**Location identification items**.
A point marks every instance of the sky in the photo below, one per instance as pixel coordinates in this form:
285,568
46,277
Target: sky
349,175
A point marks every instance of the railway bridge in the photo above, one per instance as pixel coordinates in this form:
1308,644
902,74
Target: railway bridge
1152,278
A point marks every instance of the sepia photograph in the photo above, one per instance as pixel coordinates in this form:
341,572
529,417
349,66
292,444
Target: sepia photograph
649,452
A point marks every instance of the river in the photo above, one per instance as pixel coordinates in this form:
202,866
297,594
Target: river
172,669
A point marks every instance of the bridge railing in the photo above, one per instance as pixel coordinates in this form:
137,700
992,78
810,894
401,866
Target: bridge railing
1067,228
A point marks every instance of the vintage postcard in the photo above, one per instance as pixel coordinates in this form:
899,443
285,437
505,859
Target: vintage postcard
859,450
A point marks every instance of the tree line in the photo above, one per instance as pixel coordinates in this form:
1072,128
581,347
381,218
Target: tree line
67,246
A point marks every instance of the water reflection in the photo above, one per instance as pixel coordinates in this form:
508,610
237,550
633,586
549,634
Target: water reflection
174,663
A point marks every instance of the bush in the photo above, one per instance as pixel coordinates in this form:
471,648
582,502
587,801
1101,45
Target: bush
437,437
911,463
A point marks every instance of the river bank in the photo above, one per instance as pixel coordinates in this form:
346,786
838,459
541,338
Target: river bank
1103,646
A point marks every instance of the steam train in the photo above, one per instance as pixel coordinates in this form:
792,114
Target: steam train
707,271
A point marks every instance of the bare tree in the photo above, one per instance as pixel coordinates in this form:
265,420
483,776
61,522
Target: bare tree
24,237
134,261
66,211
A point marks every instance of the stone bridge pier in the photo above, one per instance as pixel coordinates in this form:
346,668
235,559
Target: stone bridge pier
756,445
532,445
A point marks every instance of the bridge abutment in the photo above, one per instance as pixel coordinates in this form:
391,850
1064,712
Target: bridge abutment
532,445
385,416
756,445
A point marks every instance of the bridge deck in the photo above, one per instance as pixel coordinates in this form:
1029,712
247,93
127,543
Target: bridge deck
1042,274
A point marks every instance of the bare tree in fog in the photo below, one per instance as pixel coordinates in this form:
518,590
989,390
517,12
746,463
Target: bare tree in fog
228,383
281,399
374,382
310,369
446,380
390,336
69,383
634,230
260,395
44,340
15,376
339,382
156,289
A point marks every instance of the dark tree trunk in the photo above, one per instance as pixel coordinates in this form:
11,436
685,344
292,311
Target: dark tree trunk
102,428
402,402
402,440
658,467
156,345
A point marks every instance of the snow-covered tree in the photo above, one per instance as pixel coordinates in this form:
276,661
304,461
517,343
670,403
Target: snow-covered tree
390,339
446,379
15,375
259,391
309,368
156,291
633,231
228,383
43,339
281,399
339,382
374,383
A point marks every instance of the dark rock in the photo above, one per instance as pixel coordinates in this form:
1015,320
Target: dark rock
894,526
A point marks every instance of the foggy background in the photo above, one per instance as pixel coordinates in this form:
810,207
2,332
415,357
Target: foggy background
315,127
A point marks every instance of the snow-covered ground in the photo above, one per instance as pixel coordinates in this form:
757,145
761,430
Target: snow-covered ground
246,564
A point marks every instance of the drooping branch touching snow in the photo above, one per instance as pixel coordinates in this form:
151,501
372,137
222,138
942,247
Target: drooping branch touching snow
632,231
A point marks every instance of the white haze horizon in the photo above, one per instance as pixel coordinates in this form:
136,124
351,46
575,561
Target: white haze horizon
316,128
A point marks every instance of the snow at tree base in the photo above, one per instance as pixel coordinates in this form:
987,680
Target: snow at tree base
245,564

**Directive**. Copy the entire listing above line for line, without changing a single character.

**Complete response**.
A point marks every instance of the sky in the photo below, one per instance as pixel coordinates in this form:
285,568
46,277
Target: sky
349,175
A point marks every instance of the railway bridge in the photo above, one per instance as pixel coordinates in this form:
1308,644
902,74
Target: railway bridge
1152,278
A point marks every instance of the sepia photograph in the photo above, one per instance as pixel coordinates in this form:
341,572
529,417
349,66
292,444
Target: sepia photograph
649,452
A point marks every instance of the river in the photo above, one per instance as pixel coordinates in this form:
202,866
297,594
Target: river
172,669
A point marks every instance of the bridge railing in the photo above, one per instance as pixel coordinates in this form:
137,700
992,78
810,894
401,866
Target: bridge railing
1067,228
A point marks every instance of the vintage postcard in the photo above, one per instance as pixel coordinates in this form:
899,443
285,437
505,859
Target: vintage postcard
859,450
A point marks every instance of the tree line in the photo above, one per instance as pixel coordinates in this form:
1072,128
581,347
381,218
Target: tree line
67,246
A point marks every instance of the water reflection in the photo above, one per instance as pixel coordinates in this form:
508,610
237,550
633,586
549,634
Target: water reflection
174,663
A point marks every instance of the bush in the photo above, one per instance as pixel coordinates in this form:
471,648
582,502
587,801
1101,45
Target: bush
437,437
911,463
A point marks every instance of the river bank in the photo above, one per instance as pixel coordinates in this form:
346,786
838,459
541,338
Target: river bank
1103,646
A point marks every instance of the steam train in the photo above, one per instance as pixel coordinates in this form:
792,114
Target: steam train
707,271
A point marks every instance of the bare tree in the photo above, one per instance as pixel coordinates in this form:
265,420
483,776
61,522
Target: bare tree
24,237
134,261
66,211
A point marks every instance of the stone bridge pier in the photo above, one per instance as pixel coordinates in this form:
346,668
235,559
Target: stone bridge pier
756,445
532,445
A point marks every instance of the bridge abutment in the photo above, one per instance as pixel coordinates in this form:
391,850
1064,712
Target: bridge abutment
532,445
385,416
756,445
A point marks every instance of the bridge deck in the photo above, one per instance as pixel coordinates in this form:
1029,712
247,93
127,543
Target: bridge deck
1042,274
A point marks every instance of the bare tree in fog in the photo below, one per instance as pixel coordinates in this form:
518,590
989,390
517,12
746,463
Target: bare tree in fog
228,383
281,399
374,382
310,369
446,380
390,336
69,383
634,230
260,395
44,340
15,376
339,382
156,289
A point marks every instance of the dark tree trunk in the photo above, one per instance as pixel coordinates in this form:
11,436
685,344
292,311
Target: dark tree trunk
102,428
402,402
402,440
658,467
156,345
A point marks every instance of the snow-covered tree in the photo above, one per instance as pixel coordinates in this form:
276,661
304,461
517,343
670,403
Target: snow-covered tree
390,339
446,379
15,375
259,391
309,368
156,291
633,231
228,383
43,339
281,399
339,382
374,383
A point marks every instance of the dark rock in the photo above, one per instance as pixel coordinates in this form:
1015,320
Target: dark rock
894,526
A point marks every instance of the foggy background in the photo above, one per instance as pixel coordinates in this form:
810,207
2,332
415,357
Target: foggy background
315,127
A point marks every instance of the snow-covered ground in the photo above, one per instance as pixel coordinates in this form:
757,145
761,430
Target: snow-covered ground
246,564
A point marks every instance of the drooping branch touching snow in the photo above, one per instance as pixel coordinates in this form:
151,501
372,137
222,138
942,247
Target: drooping branch touching snow
632,231
A point marks every instance of the white haze horizon in the photo above, one per instance as pixel coordinates in this form:
136,124
351,46
575,561
Target: white haze horizon
316,128
A point marks every instance of the snow at tree base in the photo above, one per instance as pixel coordinates in this form:
987,680
Target: snow at tree base
245,564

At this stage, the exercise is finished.